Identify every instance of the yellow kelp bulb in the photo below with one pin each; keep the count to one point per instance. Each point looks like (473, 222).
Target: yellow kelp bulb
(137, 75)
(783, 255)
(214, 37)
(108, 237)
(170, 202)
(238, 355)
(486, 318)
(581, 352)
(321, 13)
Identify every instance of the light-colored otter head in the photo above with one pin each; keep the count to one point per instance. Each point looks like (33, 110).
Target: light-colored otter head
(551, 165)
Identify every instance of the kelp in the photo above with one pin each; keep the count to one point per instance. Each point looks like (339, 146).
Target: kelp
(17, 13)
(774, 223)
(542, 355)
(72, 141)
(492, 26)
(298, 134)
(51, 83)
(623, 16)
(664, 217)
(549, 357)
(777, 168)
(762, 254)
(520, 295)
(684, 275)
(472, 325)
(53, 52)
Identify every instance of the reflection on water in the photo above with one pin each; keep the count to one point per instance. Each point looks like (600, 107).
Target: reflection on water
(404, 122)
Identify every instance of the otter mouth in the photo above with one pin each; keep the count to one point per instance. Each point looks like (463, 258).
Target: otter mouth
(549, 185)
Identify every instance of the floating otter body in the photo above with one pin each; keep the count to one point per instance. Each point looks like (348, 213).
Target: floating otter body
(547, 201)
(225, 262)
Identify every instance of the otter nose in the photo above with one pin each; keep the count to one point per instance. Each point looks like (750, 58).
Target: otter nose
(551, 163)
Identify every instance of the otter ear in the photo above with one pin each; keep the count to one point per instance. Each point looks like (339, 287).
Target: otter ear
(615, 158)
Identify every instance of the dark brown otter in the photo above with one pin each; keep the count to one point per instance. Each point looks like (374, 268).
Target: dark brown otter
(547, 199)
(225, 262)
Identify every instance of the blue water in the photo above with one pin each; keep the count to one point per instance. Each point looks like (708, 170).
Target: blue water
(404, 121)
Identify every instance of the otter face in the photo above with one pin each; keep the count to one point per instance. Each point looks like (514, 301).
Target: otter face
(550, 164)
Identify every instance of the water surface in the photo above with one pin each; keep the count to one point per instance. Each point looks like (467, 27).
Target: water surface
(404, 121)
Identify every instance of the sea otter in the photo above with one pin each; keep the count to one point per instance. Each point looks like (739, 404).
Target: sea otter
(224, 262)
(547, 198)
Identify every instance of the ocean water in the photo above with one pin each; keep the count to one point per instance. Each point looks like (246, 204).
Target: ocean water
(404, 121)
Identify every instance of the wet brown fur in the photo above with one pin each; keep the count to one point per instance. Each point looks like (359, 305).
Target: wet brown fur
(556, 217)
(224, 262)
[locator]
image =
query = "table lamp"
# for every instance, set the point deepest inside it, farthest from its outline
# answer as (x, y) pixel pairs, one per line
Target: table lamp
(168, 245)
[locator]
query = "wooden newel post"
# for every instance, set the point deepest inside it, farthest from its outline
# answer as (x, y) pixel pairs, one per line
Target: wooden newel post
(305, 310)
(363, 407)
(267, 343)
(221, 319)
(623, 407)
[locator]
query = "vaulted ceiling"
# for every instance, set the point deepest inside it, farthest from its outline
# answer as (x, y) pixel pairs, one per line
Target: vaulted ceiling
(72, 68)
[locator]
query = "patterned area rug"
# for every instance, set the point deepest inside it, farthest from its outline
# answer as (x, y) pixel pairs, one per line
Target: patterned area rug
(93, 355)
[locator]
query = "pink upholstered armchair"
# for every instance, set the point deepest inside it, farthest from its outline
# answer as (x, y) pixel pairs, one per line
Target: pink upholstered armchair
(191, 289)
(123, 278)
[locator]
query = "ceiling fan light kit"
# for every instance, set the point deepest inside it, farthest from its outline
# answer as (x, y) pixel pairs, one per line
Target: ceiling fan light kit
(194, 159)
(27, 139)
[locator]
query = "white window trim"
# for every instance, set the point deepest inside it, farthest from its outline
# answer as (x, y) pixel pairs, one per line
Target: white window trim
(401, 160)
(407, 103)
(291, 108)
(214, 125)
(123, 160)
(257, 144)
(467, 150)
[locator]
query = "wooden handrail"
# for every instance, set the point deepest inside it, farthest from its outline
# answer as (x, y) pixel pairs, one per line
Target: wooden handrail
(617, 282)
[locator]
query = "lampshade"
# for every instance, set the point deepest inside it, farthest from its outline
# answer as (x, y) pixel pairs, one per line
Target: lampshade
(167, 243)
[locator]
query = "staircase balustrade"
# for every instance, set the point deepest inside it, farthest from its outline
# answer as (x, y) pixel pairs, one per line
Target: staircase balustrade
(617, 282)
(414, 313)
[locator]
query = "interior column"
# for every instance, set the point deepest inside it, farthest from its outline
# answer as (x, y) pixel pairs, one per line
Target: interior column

════

## What to do
All entries must be duplicated exactly, with none left out.

## Result for this task
Identify every instance of the yellow kelp bulb in the photo below with one pin each; keep the count to one point per instance. Each point looks like (473, 222).
Target: yellow kelp bulb
(137, 75)
(783, 255)
(214, 37)
(108, 237)
(170, 202)
(238, 355)
(486, 318)
(581, 352)
(321, 13)
Identify every instance of the light-colored otter head in the photo above with one pin each; keep the count to one point per instance. Each point looks like (33, 110).
Target: light-colored otter head
(551, 165)
Identify every instance of the kelp in the photo above with one pin each; keep the count to one point per instance. Each point looks like (339, 146).
Target: kelp
(17, 13)
(774, 223)
(542, 355)
(72, 141)
(492, 26)
(298, 134)
(51, 83)
(623, 16)
(664, 217)
(549, 357)
(777, 168)
(762, 254)
(520, 295)
(684, 275)
(472, 325)
(53, 52)
Identify every instance of the reflection on water in the photo above with one pin each; keep the count to one point per instance. Each point looks like (600, 107).
Target: reflection on water
(404, 122)
Identify every instance of the otter mouth in the photo above with one pin each; keep the count to one point per instance. Each point looks like (463, 258).
Target: otter mouth
(549, 185)
Identify every instance of the floating otter body in the photo above with one pin each; keep the count to one point per instance. Each point looks like (348, 213).
Target: floating otter body
(547, 201)
(225, 262)
Identify every instance of the otter nose in the photo above with one pin each; keep the count to one point per instance. Each point looks like (750, 58).
Target: otter nose
(551, 163)
Identify every instance of the otter ear in the photo above with one pin each; keep the count to one point per instance. Each point looks like (339, 287).
Target: otter ear
(615, 158)
Identify every instance of the dark brown otter in the photo above with one pin each; keep the count to one point per instance. Each point looks like (374, 268).
Target: dark brown otter
(547, 199)
(225, 262)
Identify every instance of the blue water in the photo above with one pin each; keep the count to one point per instance. Each point looks like (708, 170).
Target: blue water
(404, 121)
Identify every instance of the otter face in the photo above with one pin each; keep the count to one point per instance. Each point looks like (514, 301).
Target: otter face
(550, 164)
Identify every instance of the water surface in the photo above with one pin each; keep the count to one point per instance. Each point looks like (467, 27).
Target: water surface
(404, 121)
Identify every instance of the sea otter in the photo above with one pin each; keep the count to one point per instance. Each point looks like (739, 404).
Target: sea otter
(224, 262)
(547, 198)
Identify every instance of the ocean water in the photo above with one pin each; keep the count to one point per instance. Each point looks like (246, 204).
Target: ocean water
(404, 121)
Identify every instance of the wet brown fur in the photo above with one pin each; keep the count to one point per instance. Each point looks like (359, 305).
Target: wet brown fur
(556, 217)
(224, 262)
[locator]
image =
query = "table lamp"
# for every instance, set the point deepest inside it, farthest from its outline
# answer as (x, y) pixel pairs, one per line
Target: table lamp
(168, 245)
[locator]
query = "wooden newel post"
# for every instance, set the point deepest inside it, farthest from its outline
# answer as (x, y) pixel pairs, one per line
Target: wooden newel post
(305, 310)
(363, 407)
(267, 343)
(221, 319)
(623, 407)
[locator]
query = "vaulted ceiling"
# for every instance, set the point deepest inside it, farthest from its outline
# answer as (x, y) pixel pairs, one per line
Target: vaulted ceiling
(72, 68)
[locator]
query = "patterned area rug"
# for every instance, set the point deepest inside it, farthest from its outline
# answer as (x, y) pixel pairs, one per line
Target: patterned area rug
(93, 355)
[locator]
query = "pink upholstered armchair"
# for every instance, set the point deepest inside it, farthest from its outline
# answer as (x, y) pixel pairs, one per line
Target: pink upholstered armchair
(191, 289)
(123, 278)
[locator]
query = "ceiling fan light kit"
# for every instance, set the point deepest inside it, farthest from its outline
# answer as (x, y) pixel pairs, one per line
Target: ceiling fan light kit
(194, 159)
(27, 139)
[locator]
query = "white window trim"
# for every instance, set the point deepest inside it, farthest from its outline
# answer as (x, y) pixel pairs, one per line
Target: white window trim
(401, 160)
(407, 103)
(291, 108)
(214, 125)
(123, 160)
(257, 144)
(467, 150)
[locator]
query = "wooden handrail"
# for every instance, set the point deepest inside it, farthest from its outline
# answer as (x, y) pixel pairs, one per line
Target: wooden handrail
(617, 282)
[locator]
query = "lampshade"
# for every instance, set the point deepest inside it, farthest from its outline
# answer as (x, y) pixel pairs, one per line
Target: lampshade
(167, 243)
[locator]
query = "staircase balustrade"
# for every instance, set the point deepest inside it, farthest from its outline
# answer as (x, y) pixel pairs, one per line
Target: staircase balustrade
(617, 282)
(414, 313)
[locator]
query = "interior column"
# for every instance, set the point deepest inside it, farthest from its outline
# answer as (x, y) pixel pairs, one per line
Target: interior column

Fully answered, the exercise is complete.